### TASK INSTRUCTIONS
Pull out every line of the data below that contains the string "dark" and copy each one unchanged.
=== RECORD LIST ===
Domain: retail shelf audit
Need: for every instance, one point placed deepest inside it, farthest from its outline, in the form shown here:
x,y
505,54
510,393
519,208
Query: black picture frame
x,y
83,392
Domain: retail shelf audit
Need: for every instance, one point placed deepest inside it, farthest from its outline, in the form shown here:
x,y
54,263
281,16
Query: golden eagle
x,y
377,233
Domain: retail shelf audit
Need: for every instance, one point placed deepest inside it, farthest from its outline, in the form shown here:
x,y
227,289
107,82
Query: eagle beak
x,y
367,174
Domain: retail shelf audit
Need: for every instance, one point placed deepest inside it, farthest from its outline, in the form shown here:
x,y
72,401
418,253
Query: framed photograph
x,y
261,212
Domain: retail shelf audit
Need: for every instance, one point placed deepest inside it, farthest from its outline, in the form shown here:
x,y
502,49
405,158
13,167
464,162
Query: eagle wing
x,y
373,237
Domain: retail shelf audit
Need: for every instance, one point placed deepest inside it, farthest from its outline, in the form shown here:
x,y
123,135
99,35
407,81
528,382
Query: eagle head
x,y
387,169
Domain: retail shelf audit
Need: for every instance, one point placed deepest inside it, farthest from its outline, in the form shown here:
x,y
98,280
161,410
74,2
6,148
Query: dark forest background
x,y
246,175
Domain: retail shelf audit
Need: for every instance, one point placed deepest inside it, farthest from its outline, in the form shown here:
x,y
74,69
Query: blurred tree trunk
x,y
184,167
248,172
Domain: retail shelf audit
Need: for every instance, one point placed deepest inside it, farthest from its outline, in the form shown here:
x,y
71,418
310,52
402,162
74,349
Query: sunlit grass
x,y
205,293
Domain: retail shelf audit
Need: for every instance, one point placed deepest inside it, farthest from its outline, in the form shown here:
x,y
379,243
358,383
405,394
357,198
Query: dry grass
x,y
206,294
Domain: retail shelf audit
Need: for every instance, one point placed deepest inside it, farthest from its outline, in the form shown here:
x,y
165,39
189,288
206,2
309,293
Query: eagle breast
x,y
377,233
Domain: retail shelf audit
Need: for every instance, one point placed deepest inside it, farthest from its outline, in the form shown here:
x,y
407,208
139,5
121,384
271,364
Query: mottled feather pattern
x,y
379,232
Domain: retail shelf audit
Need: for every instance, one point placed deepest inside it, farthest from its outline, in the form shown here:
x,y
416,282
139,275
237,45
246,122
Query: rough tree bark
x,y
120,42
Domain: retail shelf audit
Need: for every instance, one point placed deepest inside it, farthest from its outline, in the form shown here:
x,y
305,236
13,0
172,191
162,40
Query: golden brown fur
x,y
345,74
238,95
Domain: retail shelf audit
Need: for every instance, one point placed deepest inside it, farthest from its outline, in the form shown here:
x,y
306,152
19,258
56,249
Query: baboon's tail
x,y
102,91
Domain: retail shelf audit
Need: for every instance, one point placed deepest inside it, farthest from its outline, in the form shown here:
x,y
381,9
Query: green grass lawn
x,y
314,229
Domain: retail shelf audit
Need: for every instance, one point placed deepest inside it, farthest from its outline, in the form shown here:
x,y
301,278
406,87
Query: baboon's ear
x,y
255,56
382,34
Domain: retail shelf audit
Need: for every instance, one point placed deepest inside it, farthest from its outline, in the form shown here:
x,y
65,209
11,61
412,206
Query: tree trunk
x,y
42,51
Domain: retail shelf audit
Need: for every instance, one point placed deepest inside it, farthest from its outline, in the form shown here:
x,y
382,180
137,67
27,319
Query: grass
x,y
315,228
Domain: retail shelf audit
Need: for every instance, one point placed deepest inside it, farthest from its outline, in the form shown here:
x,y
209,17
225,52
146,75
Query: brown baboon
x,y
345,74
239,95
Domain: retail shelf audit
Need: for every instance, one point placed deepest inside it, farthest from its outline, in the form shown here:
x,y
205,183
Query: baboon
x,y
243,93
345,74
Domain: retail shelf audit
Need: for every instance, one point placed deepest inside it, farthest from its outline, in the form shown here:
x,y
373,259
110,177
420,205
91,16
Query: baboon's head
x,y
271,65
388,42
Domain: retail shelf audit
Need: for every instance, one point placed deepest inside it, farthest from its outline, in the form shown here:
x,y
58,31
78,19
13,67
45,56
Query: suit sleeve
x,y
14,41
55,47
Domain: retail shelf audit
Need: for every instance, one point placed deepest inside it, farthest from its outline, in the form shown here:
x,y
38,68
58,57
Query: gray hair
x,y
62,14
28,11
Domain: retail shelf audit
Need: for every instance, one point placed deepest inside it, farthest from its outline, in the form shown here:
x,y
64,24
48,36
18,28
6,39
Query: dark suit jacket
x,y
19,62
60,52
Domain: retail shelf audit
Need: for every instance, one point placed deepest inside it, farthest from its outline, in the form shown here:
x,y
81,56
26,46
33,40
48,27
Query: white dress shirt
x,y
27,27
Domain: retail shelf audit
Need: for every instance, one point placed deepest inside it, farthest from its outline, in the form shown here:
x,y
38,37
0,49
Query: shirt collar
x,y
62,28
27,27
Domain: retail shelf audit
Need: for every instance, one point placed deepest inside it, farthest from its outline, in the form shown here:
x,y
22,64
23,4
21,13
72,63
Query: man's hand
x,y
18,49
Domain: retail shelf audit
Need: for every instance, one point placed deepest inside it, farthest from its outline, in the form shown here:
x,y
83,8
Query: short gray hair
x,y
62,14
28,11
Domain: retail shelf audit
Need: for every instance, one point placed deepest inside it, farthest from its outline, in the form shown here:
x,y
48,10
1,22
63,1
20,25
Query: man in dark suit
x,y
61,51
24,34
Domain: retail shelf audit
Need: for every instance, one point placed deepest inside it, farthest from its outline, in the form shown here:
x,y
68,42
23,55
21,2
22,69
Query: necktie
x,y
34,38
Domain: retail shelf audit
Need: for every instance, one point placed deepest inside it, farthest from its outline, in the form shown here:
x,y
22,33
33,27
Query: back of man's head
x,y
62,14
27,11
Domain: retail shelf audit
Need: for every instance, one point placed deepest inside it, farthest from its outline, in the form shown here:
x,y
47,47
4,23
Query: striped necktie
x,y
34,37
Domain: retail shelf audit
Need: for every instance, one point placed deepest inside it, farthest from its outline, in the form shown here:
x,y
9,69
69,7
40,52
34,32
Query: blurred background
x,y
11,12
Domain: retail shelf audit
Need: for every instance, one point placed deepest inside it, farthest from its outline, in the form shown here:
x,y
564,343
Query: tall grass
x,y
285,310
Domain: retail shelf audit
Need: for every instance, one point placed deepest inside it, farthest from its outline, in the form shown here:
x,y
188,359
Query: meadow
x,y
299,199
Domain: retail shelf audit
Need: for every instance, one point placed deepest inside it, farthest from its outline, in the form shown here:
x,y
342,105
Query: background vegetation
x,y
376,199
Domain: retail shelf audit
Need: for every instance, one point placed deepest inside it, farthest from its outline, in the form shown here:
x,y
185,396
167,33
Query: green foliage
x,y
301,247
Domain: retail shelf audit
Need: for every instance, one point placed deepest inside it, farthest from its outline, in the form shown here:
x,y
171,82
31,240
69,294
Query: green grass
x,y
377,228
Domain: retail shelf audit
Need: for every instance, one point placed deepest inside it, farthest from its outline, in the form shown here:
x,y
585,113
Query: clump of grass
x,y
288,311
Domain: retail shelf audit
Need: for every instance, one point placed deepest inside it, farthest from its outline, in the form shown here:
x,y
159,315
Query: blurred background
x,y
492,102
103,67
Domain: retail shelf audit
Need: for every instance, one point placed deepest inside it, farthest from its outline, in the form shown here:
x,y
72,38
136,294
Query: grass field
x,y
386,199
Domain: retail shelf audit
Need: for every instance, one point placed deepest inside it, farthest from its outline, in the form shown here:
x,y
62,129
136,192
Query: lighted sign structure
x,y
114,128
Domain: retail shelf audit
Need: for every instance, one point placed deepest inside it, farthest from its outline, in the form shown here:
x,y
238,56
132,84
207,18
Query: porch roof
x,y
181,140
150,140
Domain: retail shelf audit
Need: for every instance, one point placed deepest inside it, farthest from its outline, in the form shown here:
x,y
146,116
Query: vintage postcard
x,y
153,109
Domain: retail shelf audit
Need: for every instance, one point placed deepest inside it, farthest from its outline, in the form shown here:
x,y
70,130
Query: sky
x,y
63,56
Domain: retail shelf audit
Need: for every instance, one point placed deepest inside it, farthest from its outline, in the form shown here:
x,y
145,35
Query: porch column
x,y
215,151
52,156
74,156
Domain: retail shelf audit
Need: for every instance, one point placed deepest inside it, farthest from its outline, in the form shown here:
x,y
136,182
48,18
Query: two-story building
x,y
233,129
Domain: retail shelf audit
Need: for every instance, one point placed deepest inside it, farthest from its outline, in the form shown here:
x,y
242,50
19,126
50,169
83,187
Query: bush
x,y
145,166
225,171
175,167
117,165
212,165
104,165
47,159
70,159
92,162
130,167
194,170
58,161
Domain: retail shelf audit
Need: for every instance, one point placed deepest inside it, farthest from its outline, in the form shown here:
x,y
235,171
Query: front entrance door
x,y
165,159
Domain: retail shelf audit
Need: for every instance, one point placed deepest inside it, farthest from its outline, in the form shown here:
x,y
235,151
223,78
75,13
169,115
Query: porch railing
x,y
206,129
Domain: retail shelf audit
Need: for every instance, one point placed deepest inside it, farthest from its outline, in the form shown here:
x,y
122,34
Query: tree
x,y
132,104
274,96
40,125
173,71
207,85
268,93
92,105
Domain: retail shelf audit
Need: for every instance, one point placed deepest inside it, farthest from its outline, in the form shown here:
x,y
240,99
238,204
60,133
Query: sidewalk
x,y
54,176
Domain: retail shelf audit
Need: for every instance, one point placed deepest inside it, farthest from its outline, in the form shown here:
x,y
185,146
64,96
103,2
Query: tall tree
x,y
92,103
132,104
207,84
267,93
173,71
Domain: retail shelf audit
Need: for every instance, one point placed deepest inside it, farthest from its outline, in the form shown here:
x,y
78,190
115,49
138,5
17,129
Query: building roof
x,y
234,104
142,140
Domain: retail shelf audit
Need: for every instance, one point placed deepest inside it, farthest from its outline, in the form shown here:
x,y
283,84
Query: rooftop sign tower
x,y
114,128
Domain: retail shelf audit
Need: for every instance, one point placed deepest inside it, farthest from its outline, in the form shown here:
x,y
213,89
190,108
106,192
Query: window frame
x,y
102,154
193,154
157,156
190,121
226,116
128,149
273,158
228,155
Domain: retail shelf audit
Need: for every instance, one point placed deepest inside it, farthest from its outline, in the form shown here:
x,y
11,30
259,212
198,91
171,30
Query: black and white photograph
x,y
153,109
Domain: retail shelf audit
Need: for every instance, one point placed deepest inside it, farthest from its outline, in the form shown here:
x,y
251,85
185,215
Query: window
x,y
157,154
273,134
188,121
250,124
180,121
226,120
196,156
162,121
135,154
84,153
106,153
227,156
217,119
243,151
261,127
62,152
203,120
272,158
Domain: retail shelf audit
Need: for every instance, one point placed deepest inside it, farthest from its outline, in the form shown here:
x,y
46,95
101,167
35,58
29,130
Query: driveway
===
### EXERCISE RESPONSE
Query: dark forest background
Query: dark suit jacket
Query: man in dark suit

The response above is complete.